■ **Stated goal**: From the blog excerpt, copy verbatim the part that opens with the words containing "a lovely (don't" and closes with "year has passed.".

■ **Passage**:
[START]
Saturday, December 29, 2012

Clearance sale!

End-of-year purge!

All in-stock prints listed
HERE
are 50% off with code
2012CLEARANCE
at checkout. 

~ xox ~


IN STOCK - Mailboxes Photograph - vintage mail numbers address teal black yellow white art print home decor

Wednesday, December 26, 2012

Full Moon and Fog

fog
full moon
rushing stream
frogs
owl
cold
stillness
brandy
anton corbijn
music
and
time with dear faraway friends

a lovely (don't want it to) end to five days off ~ ♥

Thursday, November 22, 2012

Thanksgiving

It's Thanksgiving.  Sunset.
Thinking about how we all live deeply in our own way,
and the unknown effects we have.
Someone nearby has created an irresistably delicious smell.
I don't even know where it's coming from, but they have inspired me.
Life is moment by moment.
Suddenly a year has passed.
Suddenly ten.
I stand beneath this cotton candy sky,
grateful for it all despite my loneliness this holiday
(feline company excluded, thanks Chester).

Happy Thanksgiving to you.






 

 

Saturday, November 3, 2012

Center

Truth be told, this was a rough week.  Out of sheer necessity, this morning I created a window for myself to center and re-group.  I got quiet, became present, and savored what was below me ...
[END]
■ **Records shown**:
[START]
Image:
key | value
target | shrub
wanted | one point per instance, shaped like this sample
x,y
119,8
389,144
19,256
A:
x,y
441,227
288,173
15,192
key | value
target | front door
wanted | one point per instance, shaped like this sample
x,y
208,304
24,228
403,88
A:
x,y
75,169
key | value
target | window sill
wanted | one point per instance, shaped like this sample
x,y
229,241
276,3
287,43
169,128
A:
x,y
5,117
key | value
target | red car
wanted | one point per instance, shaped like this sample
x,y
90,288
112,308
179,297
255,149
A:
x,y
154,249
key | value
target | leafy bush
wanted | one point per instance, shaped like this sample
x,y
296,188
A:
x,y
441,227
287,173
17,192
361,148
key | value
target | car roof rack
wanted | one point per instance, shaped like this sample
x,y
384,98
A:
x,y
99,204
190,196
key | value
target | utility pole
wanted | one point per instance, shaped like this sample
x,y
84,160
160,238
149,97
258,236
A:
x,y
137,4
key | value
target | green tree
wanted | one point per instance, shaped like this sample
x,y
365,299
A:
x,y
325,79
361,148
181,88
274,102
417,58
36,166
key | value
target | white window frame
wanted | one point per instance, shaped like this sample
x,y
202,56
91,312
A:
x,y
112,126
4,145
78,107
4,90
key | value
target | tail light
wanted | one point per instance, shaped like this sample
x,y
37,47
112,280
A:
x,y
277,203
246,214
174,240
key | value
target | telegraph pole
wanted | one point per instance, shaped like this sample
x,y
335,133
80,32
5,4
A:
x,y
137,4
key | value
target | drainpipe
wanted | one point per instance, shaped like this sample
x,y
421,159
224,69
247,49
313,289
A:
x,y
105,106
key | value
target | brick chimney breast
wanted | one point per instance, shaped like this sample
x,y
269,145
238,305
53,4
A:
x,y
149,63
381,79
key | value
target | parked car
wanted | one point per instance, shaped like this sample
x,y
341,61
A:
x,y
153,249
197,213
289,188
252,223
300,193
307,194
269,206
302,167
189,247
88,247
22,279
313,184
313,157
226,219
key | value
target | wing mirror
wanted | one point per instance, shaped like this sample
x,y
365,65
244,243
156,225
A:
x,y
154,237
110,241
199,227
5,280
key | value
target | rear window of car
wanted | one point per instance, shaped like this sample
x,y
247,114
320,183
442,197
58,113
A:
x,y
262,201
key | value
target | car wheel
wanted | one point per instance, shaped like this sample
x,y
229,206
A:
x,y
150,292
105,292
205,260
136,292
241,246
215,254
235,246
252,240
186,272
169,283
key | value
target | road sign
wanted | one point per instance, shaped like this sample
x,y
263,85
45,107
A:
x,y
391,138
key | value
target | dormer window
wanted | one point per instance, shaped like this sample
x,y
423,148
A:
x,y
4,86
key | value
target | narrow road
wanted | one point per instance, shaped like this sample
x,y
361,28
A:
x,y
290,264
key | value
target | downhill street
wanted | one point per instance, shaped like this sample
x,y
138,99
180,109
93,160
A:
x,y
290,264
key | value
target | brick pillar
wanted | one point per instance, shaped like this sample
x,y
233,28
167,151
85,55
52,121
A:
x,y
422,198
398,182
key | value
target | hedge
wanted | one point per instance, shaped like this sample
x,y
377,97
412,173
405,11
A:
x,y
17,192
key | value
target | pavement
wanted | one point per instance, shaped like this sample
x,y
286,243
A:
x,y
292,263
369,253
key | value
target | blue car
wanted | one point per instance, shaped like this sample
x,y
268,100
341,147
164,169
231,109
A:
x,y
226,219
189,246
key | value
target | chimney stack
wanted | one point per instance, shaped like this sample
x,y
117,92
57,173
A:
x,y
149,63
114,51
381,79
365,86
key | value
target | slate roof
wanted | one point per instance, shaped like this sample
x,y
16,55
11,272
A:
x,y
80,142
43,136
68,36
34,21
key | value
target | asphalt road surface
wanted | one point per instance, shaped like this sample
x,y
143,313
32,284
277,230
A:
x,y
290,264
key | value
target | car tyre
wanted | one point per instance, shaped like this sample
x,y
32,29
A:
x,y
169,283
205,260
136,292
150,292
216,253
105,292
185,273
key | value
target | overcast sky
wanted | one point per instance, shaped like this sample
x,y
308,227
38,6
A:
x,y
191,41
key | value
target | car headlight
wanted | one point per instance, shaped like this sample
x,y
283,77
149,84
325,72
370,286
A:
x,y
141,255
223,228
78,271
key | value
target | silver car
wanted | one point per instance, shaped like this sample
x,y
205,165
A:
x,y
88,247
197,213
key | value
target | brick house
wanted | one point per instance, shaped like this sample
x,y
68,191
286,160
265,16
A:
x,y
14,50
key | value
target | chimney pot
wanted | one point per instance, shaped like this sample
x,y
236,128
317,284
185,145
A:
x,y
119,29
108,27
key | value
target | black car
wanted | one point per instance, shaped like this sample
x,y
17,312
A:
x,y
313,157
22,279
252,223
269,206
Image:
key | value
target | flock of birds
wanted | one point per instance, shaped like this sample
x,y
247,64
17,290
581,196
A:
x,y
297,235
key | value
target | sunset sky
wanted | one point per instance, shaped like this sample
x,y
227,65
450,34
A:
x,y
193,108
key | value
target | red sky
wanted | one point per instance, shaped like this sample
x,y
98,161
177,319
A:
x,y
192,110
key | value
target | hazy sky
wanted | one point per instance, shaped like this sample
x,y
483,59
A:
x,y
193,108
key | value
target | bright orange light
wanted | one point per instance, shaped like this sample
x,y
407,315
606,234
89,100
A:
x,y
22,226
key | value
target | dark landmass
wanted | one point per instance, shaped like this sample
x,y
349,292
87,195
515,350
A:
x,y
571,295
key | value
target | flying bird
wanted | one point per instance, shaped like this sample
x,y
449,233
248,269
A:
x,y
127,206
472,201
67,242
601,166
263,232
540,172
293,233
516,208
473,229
[END]
■ **Response to the task**:
a lovely (don't want it to) end to five days off ~ ♥

Thursday, November 22, 2012

Thanksgiving

It's Thanksgiving.  Sunset.
Thinking about how we all live deeply in our own way,
and the unknown effects we have.
Someone nearby has created an irresistably delicious smell.
I don't even know where it's coming from, but they have inspired me.
Life is moment by moment.
Suddenly a year has passed.